▶ _Fragmento seleccionado_
La difícil psicología de un ídolo

* EL MISTERIOSO BUEN MOZO, EMULO DE RODOLFO VALENTINO
* EL ARTISTA, JEFE ESPIRITUAL DE LOS ACTORES DE VANGUARDIA
* EL HOMBRE DE NEGOCIOS
Por
ARMANDO
GATTI

revista Vea y Lea
1959

 


Christian, el hijo de Brando y Ana Kashfi



France Nuyen


Brando con sus abogados


Brando en Nido de Ratas


Brando en una escena de Jack el Tuerto


Brando en Un tranvía llamado deseo


 

 

 

EL viejo Sam, de rostro rojizo, se puso de pie y comenzó su exposición:
—Señores, no me valdré de términos medios. En los cuarenta y siete años que llevo de profesión, jamás conocí nada más inquietante...
El blanco del viejo Samuel (Goldwyn, de la Metro Goldwyn Mayer) era Marlon Brando, ese "niño prodigio" que comenzaba a quitar el sueño a todos en Hollywood; Marlon Brando, que en 1959 escribe, interpreta, produce y dirige sus propias películas. ¡Y qué películas! La última, "Jack el tuerto", una "wersten adulta", ya costó millones de pesos al productor Brando y todavía no terminó su filmación. Pero en la Pennebaker Production, la sociedad que produce "Jack el tuerto", nadie opone el menor reparo. Nadie: es decir, ni Brando padre ni Brando hijo, los dos socios de la Pennebaker. Detrás de este nombre hay un rostro, el de Dorohty, la madre de Marlon, "criatura bellísima, celestial, llena de ensueños como una chiquilla", según dicen quienes la conocieron, la única mujer quizás a la que el "niño prodigio" haya amado y a la que no olvidará jamás: Dorothy Brando, de soltera Pennebaker.

▶ _Datos de trabajo_
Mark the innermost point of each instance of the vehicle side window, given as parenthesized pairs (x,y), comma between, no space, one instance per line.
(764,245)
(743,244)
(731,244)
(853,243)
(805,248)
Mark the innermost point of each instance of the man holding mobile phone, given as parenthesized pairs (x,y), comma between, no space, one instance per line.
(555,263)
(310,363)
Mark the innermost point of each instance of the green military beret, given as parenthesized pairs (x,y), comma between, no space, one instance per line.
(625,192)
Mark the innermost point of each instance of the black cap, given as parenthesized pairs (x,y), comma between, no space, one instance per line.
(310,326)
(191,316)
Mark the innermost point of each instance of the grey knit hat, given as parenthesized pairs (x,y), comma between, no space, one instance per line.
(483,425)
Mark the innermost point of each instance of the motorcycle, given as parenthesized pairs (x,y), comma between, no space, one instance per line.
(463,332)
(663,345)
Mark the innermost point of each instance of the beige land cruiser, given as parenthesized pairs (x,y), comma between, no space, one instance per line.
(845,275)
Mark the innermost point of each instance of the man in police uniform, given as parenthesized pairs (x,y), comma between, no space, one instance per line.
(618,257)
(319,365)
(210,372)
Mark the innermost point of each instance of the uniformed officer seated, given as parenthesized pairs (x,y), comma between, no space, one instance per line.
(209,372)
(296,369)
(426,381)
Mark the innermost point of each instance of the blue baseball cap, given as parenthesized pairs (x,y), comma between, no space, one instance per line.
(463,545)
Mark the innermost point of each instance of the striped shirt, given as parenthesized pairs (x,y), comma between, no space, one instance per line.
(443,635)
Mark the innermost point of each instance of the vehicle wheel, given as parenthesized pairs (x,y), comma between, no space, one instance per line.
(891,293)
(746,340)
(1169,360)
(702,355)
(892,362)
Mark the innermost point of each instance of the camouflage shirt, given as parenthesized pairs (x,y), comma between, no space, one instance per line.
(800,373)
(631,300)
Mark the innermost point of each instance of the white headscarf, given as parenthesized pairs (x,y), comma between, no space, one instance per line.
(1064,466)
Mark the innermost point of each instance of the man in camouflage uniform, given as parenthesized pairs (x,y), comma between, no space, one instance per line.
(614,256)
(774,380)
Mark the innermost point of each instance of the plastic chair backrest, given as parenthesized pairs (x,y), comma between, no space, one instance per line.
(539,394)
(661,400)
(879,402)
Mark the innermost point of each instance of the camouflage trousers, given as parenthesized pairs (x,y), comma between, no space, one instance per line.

▶ _Tarea asignada A_
Reproduce el tramo del fragmento sobre Marlon Brando que va desde "EL viejo Sam, de" hasta "nada más inquietante...".
▶ _Tarea asignada B_
Por favor, reúne todas las líneas de las entradas en las que aparezca la palabra "camouflage".

▶ _Respuesta completa A_
EL viejo Sam, de rostro rojizo, se puso de pie y comenzó su exposición:
—Señores, no me valdré de términos medios. En los cuarenta y siete años que llevo de profesión, jamás conocí nada más inquietante...

▶ _Respuesta completa B_
Mark the innermost point of each instance of the camouflage shirt, given as parenthesized pairs (x,y), comma between, no space, one instance per line.
Mark the innermost point of each instance of the man in camouflage uniform, given as parenthesized pairs (x,y), comma between, no space, one instance per line.
Mark the innermost point of each instance of the camouflage trousers, given as parenthesized pairs (x,y), comma between, no space, one instance per line.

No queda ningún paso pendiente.